§ **WORK TASK**:
Extend the news report on Dubai Investments' move into education, beginning right after its last sentence on the Dubai Investment Park location.

§ **SELECTED EXCERPT**:
##############################

By Nadia Saleem
Dubai Investments (DI), the diversified Gulf-based investment group, is in advanced talks to set up a university and a school as part of a move into the expanding education and healthcare sectors, its chief executive said on Tuesday.
As in many emerging markets around the world, education and healthcare are fast-growing areas of the United Arab Emirates' economy, as an expanded middle-class demands more, higher-quality services.
Other firms are also targeting investments in the sectors, including South Africa's biggest private hospital group Mediclinic International and local start-up Amanat Holdings, which is in the process of floating on the Dubai stock market.
"DI is seriously considering entering into the education sector," Khalid bin Kalban, managing director and chief executive of Dubai Investments said on the sidelines of a company event. "We are in deep negotiations to have a university within Dubai Investment Park (DIP) as well as a school."
DIP is a residential and commercial development close to the Al Maktoum International Airport, Dubai's second international airport, as well as the planned location for global trade exhibition Expo 2020.

##############################

§ **DATA TO EXAMINE**:
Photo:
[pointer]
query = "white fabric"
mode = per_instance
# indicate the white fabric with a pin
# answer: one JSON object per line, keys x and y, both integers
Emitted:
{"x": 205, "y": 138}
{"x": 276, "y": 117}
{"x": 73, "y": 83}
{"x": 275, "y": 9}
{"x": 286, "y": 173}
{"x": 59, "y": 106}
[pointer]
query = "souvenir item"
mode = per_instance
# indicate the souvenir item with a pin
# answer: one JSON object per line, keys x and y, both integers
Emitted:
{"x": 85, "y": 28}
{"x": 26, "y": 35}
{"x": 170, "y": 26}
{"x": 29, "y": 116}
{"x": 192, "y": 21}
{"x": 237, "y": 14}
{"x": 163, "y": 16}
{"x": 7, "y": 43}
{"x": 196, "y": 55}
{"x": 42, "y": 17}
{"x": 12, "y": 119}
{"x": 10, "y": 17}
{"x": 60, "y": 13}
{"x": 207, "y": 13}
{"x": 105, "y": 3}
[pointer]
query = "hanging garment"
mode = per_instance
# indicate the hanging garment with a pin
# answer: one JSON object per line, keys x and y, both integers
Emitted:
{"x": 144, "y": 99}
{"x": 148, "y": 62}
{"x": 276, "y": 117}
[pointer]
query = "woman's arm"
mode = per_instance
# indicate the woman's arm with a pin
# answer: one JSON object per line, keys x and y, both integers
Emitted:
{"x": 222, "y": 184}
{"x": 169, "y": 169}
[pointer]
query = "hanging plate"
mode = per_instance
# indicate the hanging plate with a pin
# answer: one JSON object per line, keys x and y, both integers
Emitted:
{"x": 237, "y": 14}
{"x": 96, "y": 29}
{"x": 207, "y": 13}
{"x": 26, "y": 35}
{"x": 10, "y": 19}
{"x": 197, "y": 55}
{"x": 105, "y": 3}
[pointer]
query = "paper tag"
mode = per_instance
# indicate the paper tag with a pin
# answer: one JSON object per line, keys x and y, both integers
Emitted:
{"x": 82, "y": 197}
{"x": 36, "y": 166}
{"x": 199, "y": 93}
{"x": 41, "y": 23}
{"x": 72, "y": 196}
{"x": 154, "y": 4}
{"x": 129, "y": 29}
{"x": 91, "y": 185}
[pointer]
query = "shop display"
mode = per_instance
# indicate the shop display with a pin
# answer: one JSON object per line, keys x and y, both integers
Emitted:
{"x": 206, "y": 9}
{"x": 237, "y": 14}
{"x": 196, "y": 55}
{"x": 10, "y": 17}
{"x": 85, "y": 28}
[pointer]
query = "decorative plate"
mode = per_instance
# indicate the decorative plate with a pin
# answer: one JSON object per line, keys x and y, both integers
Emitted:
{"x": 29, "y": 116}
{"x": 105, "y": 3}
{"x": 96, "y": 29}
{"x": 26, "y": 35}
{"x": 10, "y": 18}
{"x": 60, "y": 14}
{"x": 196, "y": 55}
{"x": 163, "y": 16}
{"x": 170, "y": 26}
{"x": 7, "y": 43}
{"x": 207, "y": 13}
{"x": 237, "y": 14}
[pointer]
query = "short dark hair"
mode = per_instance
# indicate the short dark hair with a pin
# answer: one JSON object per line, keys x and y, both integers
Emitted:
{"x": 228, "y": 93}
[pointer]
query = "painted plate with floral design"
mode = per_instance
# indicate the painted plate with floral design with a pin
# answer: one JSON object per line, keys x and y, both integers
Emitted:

##############################

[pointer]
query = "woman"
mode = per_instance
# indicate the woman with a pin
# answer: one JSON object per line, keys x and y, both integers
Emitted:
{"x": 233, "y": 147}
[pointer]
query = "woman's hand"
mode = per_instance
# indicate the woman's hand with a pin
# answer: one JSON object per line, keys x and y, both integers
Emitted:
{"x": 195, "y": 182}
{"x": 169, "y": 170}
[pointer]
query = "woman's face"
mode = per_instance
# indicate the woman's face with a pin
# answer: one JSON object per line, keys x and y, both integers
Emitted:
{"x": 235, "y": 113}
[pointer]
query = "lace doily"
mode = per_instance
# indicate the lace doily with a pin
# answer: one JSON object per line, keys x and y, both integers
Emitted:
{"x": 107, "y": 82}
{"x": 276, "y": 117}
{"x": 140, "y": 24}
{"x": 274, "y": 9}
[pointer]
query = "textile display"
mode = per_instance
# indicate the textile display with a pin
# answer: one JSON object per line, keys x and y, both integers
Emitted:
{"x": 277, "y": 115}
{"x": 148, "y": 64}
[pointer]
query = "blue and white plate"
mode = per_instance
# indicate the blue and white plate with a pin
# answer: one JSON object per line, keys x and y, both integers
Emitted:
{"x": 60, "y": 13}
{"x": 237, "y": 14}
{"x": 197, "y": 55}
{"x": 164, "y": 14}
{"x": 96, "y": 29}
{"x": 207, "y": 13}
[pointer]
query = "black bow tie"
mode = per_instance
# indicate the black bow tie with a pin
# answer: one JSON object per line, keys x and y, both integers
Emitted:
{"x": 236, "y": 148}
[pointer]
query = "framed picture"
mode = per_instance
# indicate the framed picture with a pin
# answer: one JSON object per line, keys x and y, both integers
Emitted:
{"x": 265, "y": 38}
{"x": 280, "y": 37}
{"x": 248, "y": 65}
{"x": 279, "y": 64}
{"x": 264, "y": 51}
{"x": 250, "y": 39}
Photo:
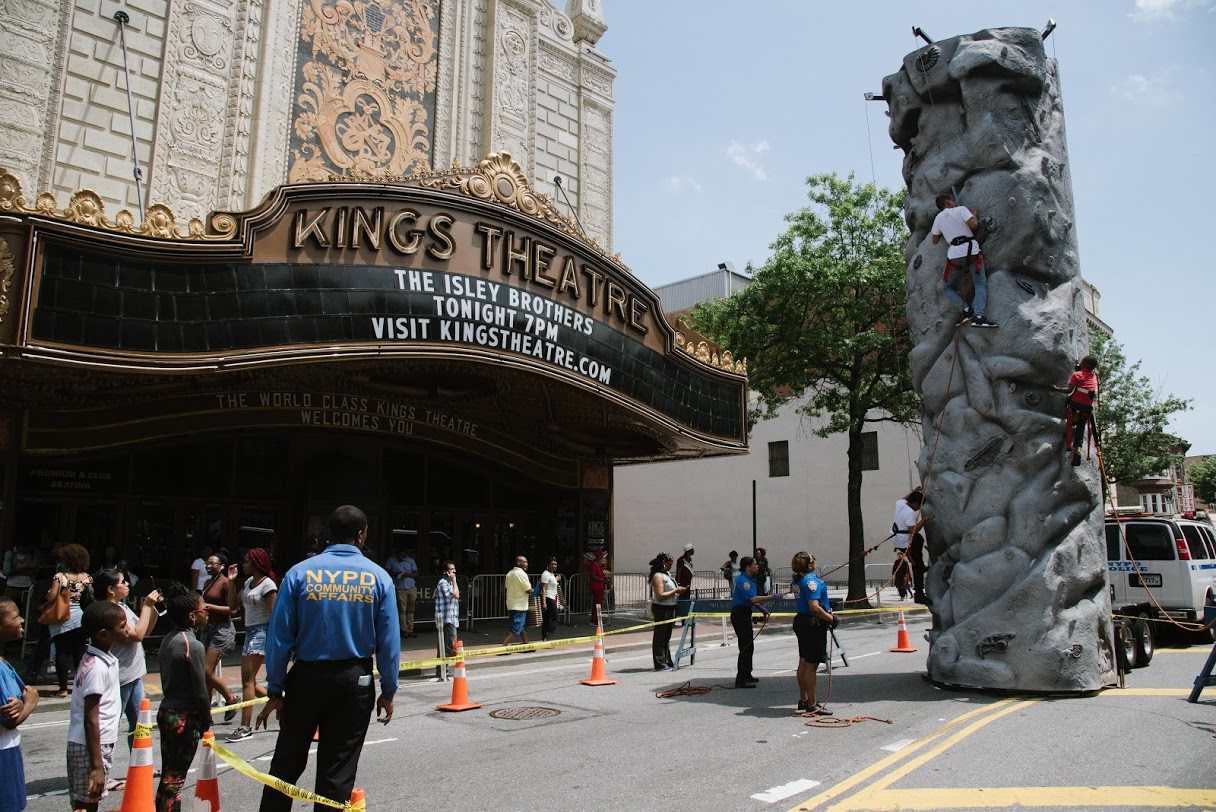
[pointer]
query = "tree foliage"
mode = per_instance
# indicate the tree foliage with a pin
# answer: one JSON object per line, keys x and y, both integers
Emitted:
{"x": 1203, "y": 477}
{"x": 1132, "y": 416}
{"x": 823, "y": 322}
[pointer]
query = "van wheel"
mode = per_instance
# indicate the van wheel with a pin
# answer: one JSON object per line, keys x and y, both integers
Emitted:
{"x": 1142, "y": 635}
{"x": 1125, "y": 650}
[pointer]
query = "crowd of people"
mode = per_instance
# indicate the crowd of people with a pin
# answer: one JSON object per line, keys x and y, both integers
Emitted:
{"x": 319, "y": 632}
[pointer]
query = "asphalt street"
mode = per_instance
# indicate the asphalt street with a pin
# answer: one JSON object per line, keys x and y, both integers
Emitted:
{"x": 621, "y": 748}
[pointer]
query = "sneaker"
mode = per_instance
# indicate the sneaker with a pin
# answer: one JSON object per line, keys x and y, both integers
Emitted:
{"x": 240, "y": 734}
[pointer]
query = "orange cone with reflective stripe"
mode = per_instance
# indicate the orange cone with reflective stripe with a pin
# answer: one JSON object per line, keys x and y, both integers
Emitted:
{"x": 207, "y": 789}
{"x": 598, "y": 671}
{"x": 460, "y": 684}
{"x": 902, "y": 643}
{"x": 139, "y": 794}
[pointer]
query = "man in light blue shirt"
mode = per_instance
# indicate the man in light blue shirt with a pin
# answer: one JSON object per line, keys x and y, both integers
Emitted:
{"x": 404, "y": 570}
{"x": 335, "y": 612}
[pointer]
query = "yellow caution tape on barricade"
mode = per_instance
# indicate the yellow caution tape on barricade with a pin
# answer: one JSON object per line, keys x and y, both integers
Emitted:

##############################

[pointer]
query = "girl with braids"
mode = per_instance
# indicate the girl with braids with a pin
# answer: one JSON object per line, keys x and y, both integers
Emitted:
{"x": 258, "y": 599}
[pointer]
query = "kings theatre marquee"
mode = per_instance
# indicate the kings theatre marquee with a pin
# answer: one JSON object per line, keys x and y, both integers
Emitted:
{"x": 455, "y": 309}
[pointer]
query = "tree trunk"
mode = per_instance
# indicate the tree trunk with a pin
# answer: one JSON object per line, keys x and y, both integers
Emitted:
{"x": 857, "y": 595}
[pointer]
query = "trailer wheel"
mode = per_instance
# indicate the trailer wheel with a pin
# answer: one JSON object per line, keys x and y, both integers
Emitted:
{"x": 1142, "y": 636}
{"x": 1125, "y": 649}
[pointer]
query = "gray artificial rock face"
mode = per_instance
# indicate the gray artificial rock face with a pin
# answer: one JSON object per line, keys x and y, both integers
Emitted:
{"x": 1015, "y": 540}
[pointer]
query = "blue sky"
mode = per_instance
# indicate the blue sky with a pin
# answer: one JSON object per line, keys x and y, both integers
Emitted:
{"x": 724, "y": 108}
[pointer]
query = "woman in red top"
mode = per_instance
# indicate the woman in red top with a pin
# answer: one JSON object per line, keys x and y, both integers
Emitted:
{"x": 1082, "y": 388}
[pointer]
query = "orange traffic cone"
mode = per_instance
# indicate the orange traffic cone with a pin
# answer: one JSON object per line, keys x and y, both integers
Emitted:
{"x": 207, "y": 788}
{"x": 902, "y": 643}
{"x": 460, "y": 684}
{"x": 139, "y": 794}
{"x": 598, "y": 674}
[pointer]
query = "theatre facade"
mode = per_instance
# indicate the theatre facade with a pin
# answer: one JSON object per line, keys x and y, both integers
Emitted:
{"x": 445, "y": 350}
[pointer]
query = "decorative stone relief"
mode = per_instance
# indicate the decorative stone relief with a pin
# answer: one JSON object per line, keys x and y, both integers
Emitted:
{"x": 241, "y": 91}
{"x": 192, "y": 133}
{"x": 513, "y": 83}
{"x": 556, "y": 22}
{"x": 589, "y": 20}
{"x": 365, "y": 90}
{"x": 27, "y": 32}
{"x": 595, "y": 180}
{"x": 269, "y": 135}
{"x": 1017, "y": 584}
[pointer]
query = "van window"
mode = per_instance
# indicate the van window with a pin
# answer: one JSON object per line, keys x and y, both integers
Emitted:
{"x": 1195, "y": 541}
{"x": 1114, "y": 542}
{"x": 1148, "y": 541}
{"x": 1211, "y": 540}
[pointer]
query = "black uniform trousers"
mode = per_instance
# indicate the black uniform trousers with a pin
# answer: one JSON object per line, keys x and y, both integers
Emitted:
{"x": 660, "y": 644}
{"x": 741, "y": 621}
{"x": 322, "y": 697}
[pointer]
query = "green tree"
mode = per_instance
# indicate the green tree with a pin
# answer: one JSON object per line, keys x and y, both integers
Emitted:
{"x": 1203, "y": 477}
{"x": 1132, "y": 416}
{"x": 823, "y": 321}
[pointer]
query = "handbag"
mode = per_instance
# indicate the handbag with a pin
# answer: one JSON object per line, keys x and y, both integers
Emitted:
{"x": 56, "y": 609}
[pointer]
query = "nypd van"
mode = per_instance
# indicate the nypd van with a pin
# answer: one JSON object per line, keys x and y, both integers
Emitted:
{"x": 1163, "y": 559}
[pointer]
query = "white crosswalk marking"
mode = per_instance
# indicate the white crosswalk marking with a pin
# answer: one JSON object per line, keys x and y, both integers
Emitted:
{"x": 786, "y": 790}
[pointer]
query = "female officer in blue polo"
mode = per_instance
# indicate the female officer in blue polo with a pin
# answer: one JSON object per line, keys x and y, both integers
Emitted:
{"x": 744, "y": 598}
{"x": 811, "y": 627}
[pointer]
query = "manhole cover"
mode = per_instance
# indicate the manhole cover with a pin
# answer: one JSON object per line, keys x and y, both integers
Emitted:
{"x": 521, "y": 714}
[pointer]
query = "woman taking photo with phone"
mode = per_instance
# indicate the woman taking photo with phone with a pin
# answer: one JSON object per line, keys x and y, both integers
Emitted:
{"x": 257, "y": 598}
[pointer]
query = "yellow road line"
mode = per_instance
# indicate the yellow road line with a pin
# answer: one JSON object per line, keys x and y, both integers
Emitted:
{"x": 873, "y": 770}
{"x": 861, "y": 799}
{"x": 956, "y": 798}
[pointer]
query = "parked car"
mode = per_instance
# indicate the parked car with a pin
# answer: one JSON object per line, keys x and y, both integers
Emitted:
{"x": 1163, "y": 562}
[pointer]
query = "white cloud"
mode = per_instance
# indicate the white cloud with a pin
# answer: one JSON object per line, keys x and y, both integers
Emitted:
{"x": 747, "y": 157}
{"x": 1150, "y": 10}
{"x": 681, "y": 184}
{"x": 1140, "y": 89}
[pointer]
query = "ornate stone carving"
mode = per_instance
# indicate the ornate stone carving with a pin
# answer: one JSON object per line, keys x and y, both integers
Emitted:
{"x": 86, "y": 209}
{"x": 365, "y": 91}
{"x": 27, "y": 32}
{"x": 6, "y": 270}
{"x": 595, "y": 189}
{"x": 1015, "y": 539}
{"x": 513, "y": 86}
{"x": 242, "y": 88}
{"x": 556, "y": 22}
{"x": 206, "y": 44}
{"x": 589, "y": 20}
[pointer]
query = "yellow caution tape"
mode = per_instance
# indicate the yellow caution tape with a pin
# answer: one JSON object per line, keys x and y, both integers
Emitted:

##############################

§ **RESPONSE**:
The school would need an investment of about 60 million dirhams ($16.3 million), for which financing would not be required, while the university could initially be funded by leasing existing commercial buildings, he said.
"We have almost 1 billion dirhams in cash available and that by year-end will be almost 1.5 billion dirhams," Kalban said. Additionally, DI has credit lines in place which it can draw on.
DI also plans to lease land for healthcare developments.
The group is also looking to start acquiring successful, profitable companies to boost its portfolio.
"In the coming three months, we are about to acquire two companies, one in the financial services sector and one in real estate," Kalban said.
The firm has agreed the purchase prices and is in the due diligence process. He did not reveal any more details.
Dubai Investments on Monday reported 17.4 percent growth in third-quarter net profit on the back of lower costs and administrative expenses.